What the exercise asks
Set down each line of the data below exactly.

Natural-language object grounding data
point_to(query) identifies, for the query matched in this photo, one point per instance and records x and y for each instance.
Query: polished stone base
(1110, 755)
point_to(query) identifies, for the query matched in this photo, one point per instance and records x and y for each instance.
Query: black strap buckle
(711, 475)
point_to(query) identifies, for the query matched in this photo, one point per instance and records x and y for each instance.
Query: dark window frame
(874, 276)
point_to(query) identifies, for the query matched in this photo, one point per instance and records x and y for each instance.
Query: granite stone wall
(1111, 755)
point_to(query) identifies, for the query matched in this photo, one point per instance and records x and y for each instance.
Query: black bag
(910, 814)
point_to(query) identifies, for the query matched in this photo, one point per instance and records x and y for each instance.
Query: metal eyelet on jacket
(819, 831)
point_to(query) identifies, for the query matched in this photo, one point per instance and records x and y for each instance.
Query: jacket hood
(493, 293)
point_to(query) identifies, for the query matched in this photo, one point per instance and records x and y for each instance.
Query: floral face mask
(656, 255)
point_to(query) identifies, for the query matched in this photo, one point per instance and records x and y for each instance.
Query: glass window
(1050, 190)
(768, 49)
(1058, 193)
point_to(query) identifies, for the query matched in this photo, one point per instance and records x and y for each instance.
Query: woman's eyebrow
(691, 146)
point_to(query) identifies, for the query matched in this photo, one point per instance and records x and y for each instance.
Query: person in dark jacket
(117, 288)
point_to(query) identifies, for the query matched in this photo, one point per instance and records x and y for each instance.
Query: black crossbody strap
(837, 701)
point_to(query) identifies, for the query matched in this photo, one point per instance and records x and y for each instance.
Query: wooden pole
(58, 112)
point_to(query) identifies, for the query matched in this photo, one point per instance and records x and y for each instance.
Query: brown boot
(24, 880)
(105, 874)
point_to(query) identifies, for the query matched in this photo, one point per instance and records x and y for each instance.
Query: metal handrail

Exercise output
point_to(query) identifies, for the query matched in this photo, one point per instance and records x and y for each instance.
Query: polished stone base
(1110, 755)
point_to(query) identifies, for the query matched in this photo, one point per instance and records x and y for each instance.
Query: black strap buckle
(711, 475)
point_to(query) identifies, for the query matched in this photo, one point per instance and records x and y for each instance.
Query: dark window frame
(874, 276)
point_to(query) identifies, for the query matched in this photo, one point per instance and records x and y for each instance.
Query: granite stone wall
(1111, 755)
point_to(query) identifies, for the query matched in this photo, one point per instance and records x and y for each instance.
Query: black bag
(910, 814)
point_to(query) identifies, for the query matched in this photo, one point per instance and records x and y for each instance.
Query: metal eyelet on jacket
(819, 831)
point_to(query) identifies, for the query matched in this photo, one point per instance and records x and y for each instance.
Query: jacket hood
(493, 293)
point_to(query) identifies, for the query matched in this photo, one point per instance and records x and y for each instance.
Query: floral face mask
(656, 255)
point_to(query) identifies, for the query matched in this photo, one point per instance and records x and y for each instance.
Query: glass window
(1050, 190)
(768, 49)
(1058, 193)
point_to(query) identifies, for the query matched in this photo, one point per instance and records x and y for each instance.
Query: woman's eyebrow
(691, 146)
point_to(query) identifies, for the query matched in this photo, one point per instance and records x and y for each instance.
Query: person in dark jacket
(117, 288)
point_to(query) identifies, for the query matched in this photo, one point per instance and records x and y for each instance.
Query: black crossbody strap
(837, 701)
point_to(query) identifies, for the query matched in this photo, one point per instance and records x and y for each instance.
Query: wooden pole
(58, 112)
point_to(query) identifies, for the query matched in this photo, one point per instance and records x and y for each instance.
Query: brown boot
(24, 880)
(105, 874)
point_to(query) identifies, for the query matched in this photo, one point per instance and records x and y for each instance.
Query: metal handrail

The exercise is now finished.